:: WHAT YOU HAVE TO DO ::
Identify every line in the records below that contains the word "bush" and copy each such line.

:: INPUT ::
++++++++++

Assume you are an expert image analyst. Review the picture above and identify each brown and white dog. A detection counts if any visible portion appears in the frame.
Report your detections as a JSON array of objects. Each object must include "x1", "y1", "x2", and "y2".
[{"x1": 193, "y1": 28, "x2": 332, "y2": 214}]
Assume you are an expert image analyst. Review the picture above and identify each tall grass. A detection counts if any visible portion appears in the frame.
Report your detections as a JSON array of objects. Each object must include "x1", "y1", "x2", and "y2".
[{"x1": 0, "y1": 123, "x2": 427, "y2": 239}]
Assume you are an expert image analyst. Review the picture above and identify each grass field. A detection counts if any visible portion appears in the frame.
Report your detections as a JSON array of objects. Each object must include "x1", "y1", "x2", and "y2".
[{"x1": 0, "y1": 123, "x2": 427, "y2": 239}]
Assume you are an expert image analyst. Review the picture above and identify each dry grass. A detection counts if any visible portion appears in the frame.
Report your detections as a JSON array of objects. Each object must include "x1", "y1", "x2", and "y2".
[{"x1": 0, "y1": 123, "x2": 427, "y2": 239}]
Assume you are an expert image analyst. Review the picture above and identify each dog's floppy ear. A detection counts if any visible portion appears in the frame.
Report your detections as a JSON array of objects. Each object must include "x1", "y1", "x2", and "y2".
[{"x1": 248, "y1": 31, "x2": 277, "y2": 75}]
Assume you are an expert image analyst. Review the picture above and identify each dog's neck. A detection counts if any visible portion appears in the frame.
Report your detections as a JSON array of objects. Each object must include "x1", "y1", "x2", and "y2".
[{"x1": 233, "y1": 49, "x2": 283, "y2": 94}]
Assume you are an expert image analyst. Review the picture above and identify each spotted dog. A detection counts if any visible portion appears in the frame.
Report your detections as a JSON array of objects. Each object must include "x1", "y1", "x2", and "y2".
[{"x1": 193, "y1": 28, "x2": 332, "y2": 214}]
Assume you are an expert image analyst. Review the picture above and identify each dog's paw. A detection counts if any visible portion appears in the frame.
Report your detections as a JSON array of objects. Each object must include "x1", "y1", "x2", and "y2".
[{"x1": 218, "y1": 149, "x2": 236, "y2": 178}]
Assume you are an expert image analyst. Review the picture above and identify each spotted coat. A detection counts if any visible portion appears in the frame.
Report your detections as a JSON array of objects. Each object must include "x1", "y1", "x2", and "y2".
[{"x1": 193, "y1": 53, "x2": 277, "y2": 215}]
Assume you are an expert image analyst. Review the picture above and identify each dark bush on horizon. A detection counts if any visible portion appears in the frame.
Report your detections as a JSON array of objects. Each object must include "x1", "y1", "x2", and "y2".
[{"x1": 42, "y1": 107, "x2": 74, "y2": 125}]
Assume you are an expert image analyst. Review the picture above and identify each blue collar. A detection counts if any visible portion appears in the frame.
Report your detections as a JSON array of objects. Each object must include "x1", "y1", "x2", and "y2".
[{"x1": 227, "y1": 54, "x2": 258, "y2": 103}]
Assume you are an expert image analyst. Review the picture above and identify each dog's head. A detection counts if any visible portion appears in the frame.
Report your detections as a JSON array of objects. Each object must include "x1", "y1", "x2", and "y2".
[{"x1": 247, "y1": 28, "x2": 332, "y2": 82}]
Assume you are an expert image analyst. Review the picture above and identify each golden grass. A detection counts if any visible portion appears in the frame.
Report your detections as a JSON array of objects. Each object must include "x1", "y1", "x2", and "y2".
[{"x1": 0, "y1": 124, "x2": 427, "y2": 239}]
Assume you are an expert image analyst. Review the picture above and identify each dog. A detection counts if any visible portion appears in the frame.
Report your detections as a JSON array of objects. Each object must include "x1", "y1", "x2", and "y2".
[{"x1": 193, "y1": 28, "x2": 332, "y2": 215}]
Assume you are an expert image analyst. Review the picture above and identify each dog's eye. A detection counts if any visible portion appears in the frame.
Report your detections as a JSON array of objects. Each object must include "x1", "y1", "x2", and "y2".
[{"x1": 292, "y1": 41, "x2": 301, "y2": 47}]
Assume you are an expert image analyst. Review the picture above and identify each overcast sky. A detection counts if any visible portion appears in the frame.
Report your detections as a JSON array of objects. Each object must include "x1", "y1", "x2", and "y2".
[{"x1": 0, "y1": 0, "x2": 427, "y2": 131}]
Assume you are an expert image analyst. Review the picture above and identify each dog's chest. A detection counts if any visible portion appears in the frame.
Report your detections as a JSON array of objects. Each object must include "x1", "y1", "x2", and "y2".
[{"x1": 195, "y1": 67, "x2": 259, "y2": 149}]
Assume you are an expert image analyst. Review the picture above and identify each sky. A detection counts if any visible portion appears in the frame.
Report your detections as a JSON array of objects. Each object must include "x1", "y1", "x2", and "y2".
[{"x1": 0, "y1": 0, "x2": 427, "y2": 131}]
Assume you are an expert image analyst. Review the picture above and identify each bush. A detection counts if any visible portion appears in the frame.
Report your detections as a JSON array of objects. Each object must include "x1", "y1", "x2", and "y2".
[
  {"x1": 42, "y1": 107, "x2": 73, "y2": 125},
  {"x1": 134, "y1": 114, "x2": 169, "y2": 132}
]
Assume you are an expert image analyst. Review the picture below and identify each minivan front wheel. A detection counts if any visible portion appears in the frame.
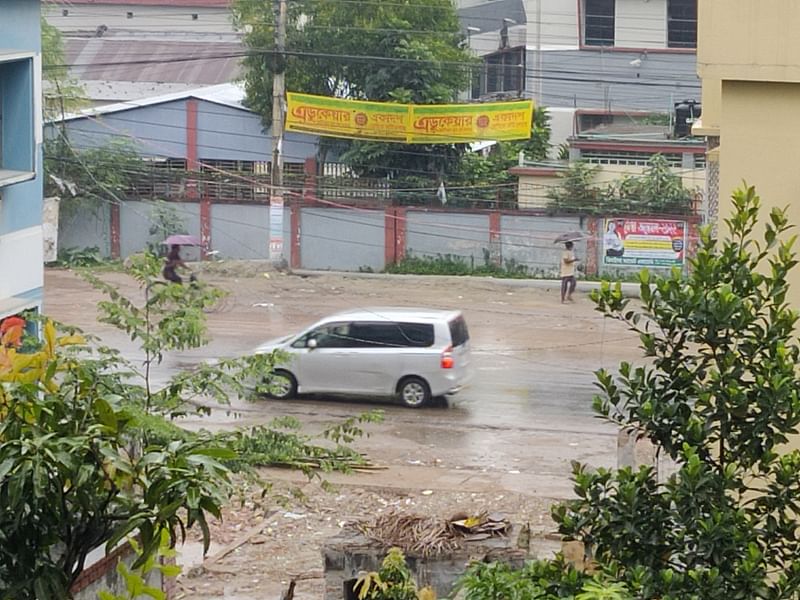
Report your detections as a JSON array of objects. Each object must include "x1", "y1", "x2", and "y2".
[
  {"x1": 397, "y1": 377, "x2": 431, "y2": 408},
  {"x1": 267, "y1": 370, "x2": 297, "y2": 400}
]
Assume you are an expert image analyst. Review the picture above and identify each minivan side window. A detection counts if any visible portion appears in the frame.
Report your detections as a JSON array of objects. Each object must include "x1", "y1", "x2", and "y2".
[
  {"x1": 448, "y1": 317, "x2": 469, "y2": 346},
  {"x1": 292, "y1": 323, "x2": 358, "y2": 348},
  {"x1": 350, "y1": 323, "x2": 433, "y2": 348}
]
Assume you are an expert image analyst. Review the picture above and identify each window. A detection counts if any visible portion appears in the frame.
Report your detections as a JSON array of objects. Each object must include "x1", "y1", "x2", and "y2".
[
  {"x1": 583, "y1": 0, "x2": 616, "y2": 46},
  {"x1": 450, "y1": 317, "x2": 469, "y2": 346},
  {"x1": 667, "y1": 0, "x2": 697, "y2": 48},
  {"x1": 350, "y1": 323, "x2": 433, "y2": 348},
  {"x1": 292, "y1": 323, "x2": 357, "y2": 348},
  {"x1": 484, "y1": 46, "x2": 525, "y2": 94},
  {"x1": 0, "y1": 52, "x2": 36, "y2": 187}
]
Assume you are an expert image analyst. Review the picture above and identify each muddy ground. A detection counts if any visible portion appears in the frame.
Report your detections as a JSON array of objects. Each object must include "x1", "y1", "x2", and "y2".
[{"x1": 45, "y1": 264, "x2": 639, "y2": 600}]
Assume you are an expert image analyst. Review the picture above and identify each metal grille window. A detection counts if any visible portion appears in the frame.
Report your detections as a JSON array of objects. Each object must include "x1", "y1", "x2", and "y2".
[
  {"x1": 583, "y1": 0, "x2": 616, "y2": 46},
  {"x1": 484, "y1": 46, "x2": 525, "y2": 94},
  {"x1": 667, "y1": 0, "x2": 697, "y2": 48}
]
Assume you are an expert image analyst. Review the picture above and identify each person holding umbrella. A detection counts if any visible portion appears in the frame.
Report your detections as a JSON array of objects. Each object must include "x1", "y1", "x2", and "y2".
[
  {"x1": 555, "y1": 231, "x2": 583, "y2": 304},
  {"x1": 162, "y1": 235, "x2": 200, "y2": 285}
]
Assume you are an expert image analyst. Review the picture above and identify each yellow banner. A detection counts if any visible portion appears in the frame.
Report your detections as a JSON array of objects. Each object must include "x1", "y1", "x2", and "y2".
[{"x1": 286, "y1": 92, "x2": 533, "y2": 144}]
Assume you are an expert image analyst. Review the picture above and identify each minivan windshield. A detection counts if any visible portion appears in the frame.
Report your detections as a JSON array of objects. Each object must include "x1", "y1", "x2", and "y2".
[{"x1": 448, "y1": 317, "x2": 469, "y2": 347}]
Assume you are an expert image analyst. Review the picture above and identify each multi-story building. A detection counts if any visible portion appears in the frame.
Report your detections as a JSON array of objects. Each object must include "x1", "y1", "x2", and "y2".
[
  {"x1": 0, "y1": 0, "x2": 44, "y2": 328},
  {"x1": 694, "y1": 0, "x2": 800, "y2": 300},
  {"x1": 459, "y1": 0, "x2": 700, "y2": 113}
]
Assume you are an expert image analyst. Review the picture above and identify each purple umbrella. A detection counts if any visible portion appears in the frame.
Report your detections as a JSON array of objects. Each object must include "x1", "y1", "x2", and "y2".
[{"x1": 161, "y1": 233, "x2": 203, "y2": 246}]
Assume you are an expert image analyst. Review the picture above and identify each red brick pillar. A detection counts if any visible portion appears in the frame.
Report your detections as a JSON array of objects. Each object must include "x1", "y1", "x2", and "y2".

++++++++++

:: RESULT OF THE EXERCISE ::
Assume you are an expert image analyst. Review the picture above and identify each dark bush on horizon. A detection counts if any visible portion appears in the frame.
Assume you are an expert image analyst. Review the picture above and identify each bush. A detection counts if any visible portion appears in the frame.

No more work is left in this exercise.